◆ TASK REQUIREMENTS ◆
1. Answer these questions using the excerpt:
(a) What time is it when the excerpt opens?
(b) According to the neighbor girl, what does her dad want?
(c) Which clans does Soi Min say fare the worst of all the clans in Burma?
2. Duplicate the excerpt word for word, from "Soi Min Part 3" to "on the shoulder.".

◆ SOURCE EXTRACT ◆
[Start of Attachment]

It’s 11 pm, we‘re all sick tonight, sitting on the heated kitchen floor watching Korean soaps and blowing our green running noses. I’m listening to wind rattle the splintered, dry-rotten window frames. Outside the store wash-water from neighbors’ kimchi tubs freezes to the tarmac. Vegetables stiffen, seem to wilt, but in two days will be bigger and greener, in front of me on the little floor-table with a dish of peppered dwenjang and samgyeopsal.

The metal store gate screeches its welcome and in hops a snot-nosed ten year-old neighbor girl wearing sandals, shorts, and t-shirt. She skips to the door, grins and bows. “Dad wants liquor and cigarettes,” she says. Then she stumbles back out, cradling two bottles of soju, two packs of cigs, and an ice cream cone.

Soi Min Part 3

The Karen clans, Soi Min tells me, fare the worst of all the clans in Burma. Some of Battle Creek’s refugees are Karen. Typically they have almost no education, and they’ve experienced unspeakable atrocities. Yet they’re kind, polite and hungry for education.

Having so much experience with well-adjusted Korean ESL students, I tend to approach my Burmese students with the same level of animation that Koreans have. So I’ve walked towards new Karen students ready to shake their hands and pat them on the shoulder.

[End of Attachment]

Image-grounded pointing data
[Start of Attachment]

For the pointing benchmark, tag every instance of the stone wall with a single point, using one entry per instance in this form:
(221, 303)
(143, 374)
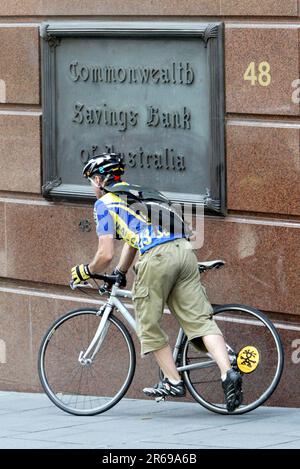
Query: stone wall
(260, 237)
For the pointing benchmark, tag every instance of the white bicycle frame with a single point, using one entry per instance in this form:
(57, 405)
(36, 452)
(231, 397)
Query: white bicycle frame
(106, 310)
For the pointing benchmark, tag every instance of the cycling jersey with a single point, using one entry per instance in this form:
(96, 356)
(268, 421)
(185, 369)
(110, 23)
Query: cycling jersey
(113, 216)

[End of Attachment]

◆ RESPONSE LIST ◆
1.
(a) 11 pm
(b) Liquor and cigarettes
(c) The Karen clans

2.
Soi Min Part 3

The Karen clans, Soi Min tells me, fare the worst of all the clans in Burma. Some of Battle Creek’s refugees are Karen. Typically they have almost no education, and they’ve experienced unspeakable atrocities. Yet they’re kind, polite and hungry for education.

Having so much experience with well-adjusted Korean ESL students, I tend to approach my Burmese students with the same level of animation that Koreans have. So I’ve walked towards new Karen students ready to shake their hands and pat them on the shoulder.